** begin STORED RECORDS **

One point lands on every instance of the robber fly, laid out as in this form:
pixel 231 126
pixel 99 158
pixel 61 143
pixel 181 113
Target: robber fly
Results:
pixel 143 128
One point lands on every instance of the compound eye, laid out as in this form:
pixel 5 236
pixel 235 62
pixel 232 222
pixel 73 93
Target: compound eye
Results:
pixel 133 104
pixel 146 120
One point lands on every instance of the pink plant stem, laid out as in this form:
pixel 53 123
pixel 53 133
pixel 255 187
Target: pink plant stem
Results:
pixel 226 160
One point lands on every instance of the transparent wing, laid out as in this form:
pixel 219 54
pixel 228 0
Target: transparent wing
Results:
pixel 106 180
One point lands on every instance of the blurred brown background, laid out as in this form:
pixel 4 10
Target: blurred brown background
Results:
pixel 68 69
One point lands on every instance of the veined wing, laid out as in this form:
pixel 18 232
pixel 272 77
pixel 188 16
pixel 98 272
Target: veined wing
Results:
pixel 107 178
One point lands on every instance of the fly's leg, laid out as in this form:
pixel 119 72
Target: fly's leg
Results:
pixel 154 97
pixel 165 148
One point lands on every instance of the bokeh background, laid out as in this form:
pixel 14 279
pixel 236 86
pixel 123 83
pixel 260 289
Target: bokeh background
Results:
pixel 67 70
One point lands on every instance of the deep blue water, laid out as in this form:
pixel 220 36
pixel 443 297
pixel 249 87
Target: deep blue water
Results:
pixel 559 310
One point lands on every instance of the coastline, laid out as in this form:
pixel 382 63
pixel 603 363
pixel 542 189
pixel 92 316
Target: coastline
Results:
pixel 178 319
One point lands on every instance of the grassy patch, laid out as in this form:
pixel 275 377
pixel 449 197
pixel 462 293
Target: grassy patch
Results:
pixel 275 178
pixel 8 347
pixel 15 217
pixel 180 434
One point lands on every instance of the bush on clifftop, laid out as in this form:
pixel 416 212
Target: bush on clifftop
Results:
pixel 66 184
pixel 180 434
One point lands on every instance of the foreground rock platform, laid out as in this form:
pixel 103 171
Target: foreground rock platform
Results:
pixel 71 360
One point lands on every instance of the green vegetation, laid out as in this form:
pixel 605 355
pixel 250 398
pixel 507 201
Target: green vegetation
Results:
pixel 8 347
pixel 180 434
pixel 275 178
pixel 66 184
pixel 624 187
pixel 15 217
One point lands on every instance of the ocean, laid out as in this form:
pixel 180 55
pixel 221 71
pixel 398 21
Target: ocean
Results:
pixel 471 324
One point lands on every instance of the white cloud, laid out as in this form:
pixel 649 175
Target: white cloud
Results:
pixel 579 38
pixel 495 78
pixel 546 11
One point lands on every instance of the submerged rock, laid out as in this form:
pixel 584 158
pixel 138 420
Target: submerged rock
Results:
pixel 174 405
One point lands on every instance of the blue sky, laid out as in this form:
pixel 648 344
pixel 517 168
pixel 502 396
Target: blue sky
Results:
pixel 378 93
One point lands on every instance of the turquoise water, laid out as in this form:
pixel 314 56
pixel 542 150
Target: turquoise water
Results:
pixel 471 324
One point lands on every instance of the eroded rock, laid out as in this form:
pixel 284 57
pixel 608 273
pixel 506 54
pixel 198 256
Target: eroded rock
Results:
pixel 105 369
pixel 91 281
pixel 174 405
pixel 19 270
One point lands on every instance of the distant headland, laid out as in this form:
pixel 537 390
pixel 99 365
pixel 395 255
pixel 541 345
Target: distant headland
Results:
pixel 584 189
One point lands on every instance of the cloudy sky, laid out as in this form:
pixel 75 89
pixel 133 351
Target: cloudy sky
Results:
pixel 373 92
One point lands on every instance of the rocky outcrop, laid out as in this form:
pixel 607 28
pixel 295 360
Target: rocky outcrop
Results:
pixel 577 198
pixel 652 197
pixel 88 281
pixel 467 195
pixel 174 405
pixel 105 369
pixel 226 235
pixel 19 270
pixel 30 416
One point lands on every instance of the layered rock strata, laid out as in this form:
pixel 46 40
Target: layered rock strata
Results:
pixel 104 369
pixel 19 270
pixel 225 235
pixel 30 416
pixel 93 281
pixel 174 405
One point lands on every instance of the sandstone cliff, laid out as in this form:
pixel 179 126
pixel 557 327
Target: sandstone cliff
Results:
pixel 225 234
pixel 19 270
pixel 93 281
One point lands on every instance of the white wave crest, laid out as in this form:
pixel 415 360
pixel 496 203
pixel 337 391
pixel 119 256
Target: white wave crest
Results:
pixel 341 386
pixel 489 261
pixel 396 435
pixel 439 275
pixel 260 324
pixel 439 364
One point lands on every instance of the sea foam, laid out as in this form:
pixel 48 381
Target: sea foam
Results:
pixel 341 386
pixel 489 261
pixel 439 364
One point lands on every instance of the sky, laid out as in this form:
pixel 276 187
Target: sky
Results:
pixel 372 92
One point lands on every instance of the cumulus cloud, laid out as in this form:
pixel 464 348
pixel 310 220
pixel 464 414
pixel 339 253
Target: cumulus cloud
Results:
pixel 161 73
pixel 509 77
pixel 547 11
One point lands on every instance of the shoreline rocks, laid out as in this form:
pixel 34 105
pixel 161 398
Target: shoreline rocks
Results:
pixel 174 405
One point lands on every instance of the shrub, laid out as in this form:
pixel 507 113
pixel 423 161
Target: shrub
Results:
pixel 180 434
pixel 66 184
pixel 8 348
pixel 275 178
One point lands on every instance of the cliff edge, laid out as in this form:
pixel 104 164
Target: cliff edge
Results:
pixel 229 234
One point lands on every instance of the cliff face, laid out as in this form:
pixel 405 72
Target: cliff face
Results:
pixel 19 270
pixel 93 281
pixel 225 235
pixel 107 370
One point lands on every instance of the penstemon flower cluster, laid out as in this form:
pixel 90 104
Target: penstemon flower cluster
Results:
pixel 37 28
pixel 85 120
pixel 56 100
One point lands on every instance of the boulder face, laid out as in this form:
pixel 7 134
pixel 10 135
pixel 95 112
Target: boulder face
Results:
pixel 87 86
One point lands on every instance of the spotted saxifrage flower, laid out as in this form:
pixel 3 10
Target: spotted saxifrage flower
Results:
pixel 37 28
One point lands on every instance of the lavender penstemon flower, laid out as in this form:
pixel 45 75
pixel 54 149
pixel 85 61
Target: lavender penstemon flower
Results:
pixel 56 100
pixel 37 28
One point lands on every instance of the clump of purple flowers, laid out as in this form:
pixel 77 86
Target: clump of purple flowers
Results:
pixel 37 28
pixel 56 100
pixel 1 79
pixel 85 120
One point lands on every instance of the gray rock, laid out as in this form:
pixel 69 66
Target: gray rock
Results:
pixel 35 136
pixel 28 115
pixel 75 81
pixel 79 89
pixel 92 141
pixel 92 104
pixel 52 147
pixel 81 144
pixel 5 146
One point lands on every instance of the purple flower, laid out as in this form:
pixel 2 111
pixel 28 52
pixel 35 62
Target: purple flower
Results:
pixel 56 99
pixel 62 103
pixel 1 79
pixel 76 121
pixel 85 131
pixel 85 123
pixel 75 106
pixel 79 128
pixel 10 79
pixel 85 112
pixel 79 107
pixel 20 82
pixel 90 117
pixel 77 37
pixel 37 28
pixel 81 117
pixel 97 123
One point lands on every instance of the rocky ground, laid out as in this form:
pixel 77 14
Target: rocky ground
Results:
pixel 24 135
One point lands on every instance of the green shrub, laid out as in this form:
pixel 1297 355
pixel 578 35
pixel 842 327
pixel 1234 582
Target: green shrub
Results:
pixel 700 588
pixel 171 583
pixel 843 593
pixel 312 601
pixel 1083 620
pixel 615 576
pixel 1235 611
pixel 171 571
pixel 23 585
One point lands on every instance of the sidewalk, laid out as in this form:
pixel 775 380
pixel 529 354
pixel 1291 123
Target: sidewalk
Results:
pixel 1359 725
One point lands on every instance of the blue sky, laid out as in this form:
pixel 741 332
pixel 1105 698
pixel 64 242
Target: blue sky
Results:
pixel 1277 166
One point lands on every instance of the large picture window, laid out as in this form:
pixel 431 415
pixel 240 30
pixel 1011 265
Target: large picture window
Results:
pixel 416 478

** end STORED RECORDS **

**BRIEF**
Format everything from the line containing "One point lands on every instance of the compound" down to the line containing "pixel 226 160" as a JSON list of strings, one string per line, with blank lines omitted.

**THE RESULT**
[
  "One point lands on every instance of the compound eye, laid out as in this form:",
  "pixel 5 236",
  "pixel 235 62",
  "pixel 232 222",
  "pixel 73 93",
  "Target: compound eye",
  "Results:",
  "pixel 133 104",
  "pixel 146 120",
  "One point lands on every instance of the pink plant stem, laid out as in this form:",
  "pixel 53 123",
  "pixel 53 133",
  "pixel 255 187",
  "Target: pink plant stem",
  "Results:",
  "pixel 226 160"
]